- [Source material]
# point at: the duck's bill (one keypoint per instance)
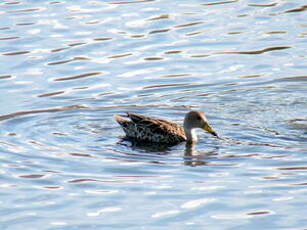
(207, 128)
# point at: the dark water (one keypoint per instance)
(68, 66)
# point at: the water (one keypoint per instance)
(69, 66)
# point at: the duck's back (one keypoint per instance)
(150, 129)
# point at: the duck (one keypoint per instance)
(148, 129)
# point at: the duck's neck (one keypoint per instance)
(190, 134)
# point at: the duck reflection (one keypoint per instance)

==

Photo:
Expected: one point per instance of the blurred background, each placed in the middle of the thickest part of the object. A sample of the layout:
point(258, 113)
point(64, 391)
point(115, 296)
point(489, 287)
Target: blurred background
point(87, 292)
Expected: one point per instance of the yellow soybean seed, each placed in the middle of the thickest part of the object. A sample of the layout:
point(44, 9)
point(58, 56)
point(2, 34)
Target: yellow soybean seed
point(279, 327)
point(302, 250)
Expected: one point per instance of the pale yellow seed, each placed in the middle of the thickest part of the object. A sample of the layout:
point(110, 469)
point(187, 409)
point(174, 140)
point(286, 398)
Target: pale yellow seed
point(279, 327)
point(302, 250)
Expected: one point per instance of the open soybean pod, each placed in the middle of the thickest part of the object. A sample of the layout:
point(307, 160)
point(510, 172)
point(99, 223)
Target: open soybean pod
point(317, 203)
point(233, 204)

...

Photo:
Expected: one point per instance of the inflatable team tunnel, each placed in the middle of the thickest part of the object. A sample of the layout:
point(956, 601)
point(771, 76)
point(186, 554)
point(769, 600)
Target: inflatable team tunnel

- [Problem statement] Update the stretch from the line containing "Expected: one point per instance of the yellow" through the line containing "point(233, 204)" by replacing "thickest part" with "widest part". Leave everything else unchanged, and give back only those lines.

- [Finished answer]
Expected: one point per instance of the yellow soybean seed, each placed in the middle of the widest part of the object. A sample of the layout:
point(44, 9)
point(58, 56)
point(2, 34)
Target: yellow soybean seed
point(279, 327)
point(302, 250)
Expected: one point per instance of the pale yellow seed, each placed in the middle of the widest part of the object. A sample of the layout:
point(110, 469)
point(187, 409)
point(174, 140)
point(286, 398)
Target: pale yellow seed
point(279, 327)
point(302, 250)
Expected: one point per instance of the open soybean pod, each placed in the middle of the widest part of the object. A sample of the layout:
point(307, 160)
point(510, 172)
point(99, 223)
Target: open soybean pod
point(317, 203)
point(233, 204)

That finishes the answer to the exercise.